Selected text:
Neelie Kroes is becoming one of the open Internet’s most influential supporters.

Kroes is Vice President of the European Commission and is responsible for its “digital agenda.” At the Forum d’Avignon I was at (see here and here) she was just about the only person in a positon of power — economic or regulatory — to suggest that the Internet is actually a good thing for culture, and that we need new ways to think about copyright and distribution. Yesterday she gave a speech at the World Wide Web Conference in Lyon in which she called for new thinking to support an open Internet. Most importantly, she explicitly recognized that openness is indeed the property from which the rest of the Net’s value springs.

That a leader of the EC responsible for the “digital agenda” understands this shouldn’t be news. But it is. She even cites Yochai Benkler. Go Neelie!

Her talk begins by nailing its main point:

The best thing about the Internet is that it is open. Indeed it’s built on the idea that every device can talk to every other, using a common, open language. That’s what explains its seemingly endless growth.

Exactly right! Thank you, I’ll be here all week, drive safe, and God bless.

She goes on to explain the many benefits openness brings: “…choice and competition; innovation and opportunity; freedom and democratic accountability.” “Look at what we could do if we opened up our public sectors and put their data online.” She touts open standards. She points to political benefits: “And just look at what openness can do for freedom of speech. The Internet gives a voice to the powerless, and holds the powerful to account.”

Then she turns to the factors that impede openness:

Sometimes the problem is ancient, pre-digital rules that we need to cut back or make more flexible. Other times, openness actually flows from strengthening regulation.

She goes on to say that sometimes it’s about changing a “mindset,” not changing the rules. She says that we need an environment were different models are available and can compete. For example, some people want open discussions and some want moderated forums. We should have all types so people can choose. Likewise, we should have many different business models. People who want to be compensated monetarily for their deserve to be, although many are happy to give away what they’ve created. She says:

Look at the complicating licensing systems for copyrighted material here in Europe. These guarantee that Europeans miss out on great content, they discourage business innovation, and they fail to serve the creative people in whose name they were established.

Woohoo!

After nodding to the need for security and privacy, she gets down to the infrastructure level:

…open competition, brought by the EU, has delivered for Europe. It offers consumers better deals and new, tailored services; market players new opportunities; and potential investors legal certainty.

She states her firm commitment to net neutrality. She is fine with having many market choices, including for cheaper plans that provide limited bandwidth, or access designed for specialized preferences. But, she says, there must always be truly open, neutral access, and she points to the BEREC study due in May that should tell us whether in Europe truly open access is being offered to everyone as an option.

Great speech, especially from a person in her position.

Excerpted records:

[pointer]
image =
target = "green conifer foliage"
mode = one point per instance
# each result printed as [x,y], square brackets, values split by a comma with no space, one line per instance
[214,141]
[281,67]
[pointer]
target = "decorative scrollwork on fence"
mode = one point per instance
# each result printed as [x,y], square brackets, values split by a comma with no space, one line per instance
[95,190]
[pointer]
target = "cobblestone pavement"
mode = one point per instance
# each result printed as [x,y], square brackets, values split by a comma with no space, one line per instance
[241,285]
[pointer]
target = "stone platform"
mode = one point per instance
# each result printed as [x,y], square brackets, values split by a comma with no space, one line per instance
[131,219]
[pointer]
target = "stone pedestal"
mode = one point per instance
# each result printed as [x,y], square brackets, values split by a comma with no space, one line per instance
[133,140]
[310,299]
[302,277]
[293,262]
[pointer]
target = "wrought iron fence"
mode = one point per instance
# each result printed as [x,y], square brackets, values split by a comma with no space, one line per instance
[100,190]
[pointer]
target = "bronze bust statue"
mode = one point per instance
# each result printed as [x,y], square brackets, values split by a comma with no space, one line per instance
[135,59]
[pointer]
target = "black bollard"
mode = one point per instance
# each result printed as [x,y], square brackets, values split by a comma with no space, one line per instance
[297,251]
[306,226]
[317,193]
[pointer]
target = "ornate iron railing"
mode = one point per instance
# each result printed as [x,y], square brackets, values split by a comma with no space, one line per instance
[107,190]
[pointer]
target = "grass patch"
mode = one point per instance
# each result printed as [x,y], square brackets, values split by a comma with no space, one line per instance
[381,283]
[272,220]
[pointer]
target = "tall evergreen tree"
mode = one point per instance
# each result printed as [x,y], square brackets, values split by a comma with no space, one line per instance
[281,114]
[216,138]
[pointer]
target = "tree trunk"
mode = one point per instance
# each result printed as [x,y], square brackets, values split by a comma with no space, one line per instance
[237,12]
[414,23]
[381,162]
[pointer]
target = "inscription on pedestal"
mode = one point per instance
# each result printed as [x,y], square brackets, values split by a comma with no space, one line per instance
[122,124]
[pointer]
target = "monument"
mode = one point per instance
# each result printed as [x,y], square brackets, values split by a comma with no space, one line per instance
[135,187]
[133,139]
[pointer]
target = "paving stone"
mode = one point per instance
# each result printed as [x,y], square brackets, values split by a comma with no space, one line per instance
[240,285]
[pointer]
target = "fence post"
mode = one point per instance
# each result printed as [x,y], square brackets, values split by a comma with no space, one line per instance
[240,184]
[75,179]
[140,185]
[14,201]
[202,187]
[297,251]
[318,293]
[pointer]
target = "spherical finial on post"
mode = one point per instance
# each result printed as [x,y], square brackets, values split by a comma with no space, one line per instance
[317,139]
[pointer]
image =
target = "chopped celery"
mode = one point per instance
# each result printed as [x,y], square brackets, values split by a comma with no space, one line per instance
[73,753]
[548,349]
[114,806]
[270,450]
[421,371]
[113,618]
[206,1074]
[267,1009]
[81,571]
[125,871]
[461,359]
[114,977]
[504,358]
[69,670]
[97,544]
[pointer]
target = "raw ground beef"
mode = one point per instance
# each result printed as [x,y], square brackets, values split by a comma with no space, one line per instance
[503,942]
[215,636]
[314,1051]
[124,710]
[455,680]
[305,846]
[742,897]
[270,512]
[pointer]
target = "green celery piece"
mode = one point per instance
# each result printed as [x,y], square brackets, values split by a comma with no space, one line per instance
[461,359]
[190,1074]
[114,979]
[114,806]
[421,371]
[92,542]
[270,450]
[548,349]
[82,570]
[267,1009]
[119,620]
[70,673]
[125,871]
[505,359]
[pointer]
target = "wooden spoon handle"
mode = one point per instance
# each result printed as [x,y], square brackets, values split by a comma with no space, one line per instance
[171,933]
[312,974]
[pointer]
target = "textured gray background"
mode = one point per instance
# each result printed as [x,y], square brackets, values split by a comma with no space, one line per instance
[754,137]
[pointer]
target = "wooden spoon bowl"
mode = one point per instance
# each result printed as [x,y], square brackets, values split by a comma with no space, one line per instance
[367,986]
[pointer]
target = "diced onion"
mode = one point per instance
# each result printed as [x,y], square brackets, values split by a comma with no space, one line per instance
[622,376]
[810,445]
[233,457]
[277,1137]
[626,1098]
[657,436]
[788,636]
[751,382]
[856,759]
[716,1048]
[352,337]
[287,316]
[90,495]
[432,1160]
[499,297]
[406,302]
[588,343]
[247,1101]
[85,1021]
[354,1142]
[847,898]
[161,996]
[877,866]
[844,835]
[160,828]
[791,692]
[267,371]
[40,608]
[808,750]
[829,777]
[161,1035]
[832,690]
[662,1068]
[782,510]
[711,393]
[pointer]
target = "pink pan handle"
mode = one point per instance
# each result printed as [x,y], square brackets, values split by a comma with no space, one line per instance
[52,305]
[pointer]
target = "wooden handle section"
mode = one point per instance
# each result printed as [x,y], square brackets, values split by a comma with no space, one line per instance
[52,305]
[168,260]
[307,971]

Aim of the exercise:
From the piece on Neelie Kroes above, copy word for word the passage from "She goes on to say" up to and including "they were established.".

Final answer:
She goes on to say that sometimes it’s about changing a “mindset,” not changing the rules. She says that we need an environment were different models are available and can compete. For example, some people want open discussions and some want moderated forums. We should have all types so people can choose. Likewise, we should have many different business models. People who want to be compensated monetarily for their deserve to be, although many are happy to give away what they’ve created. She says:

Look at the complicating licensing systems for copyrighted material here in Europe. These guarantee that Europeans miss out on great content, they discourage business innovation, and they fail to serve the creative people in whose name they were established.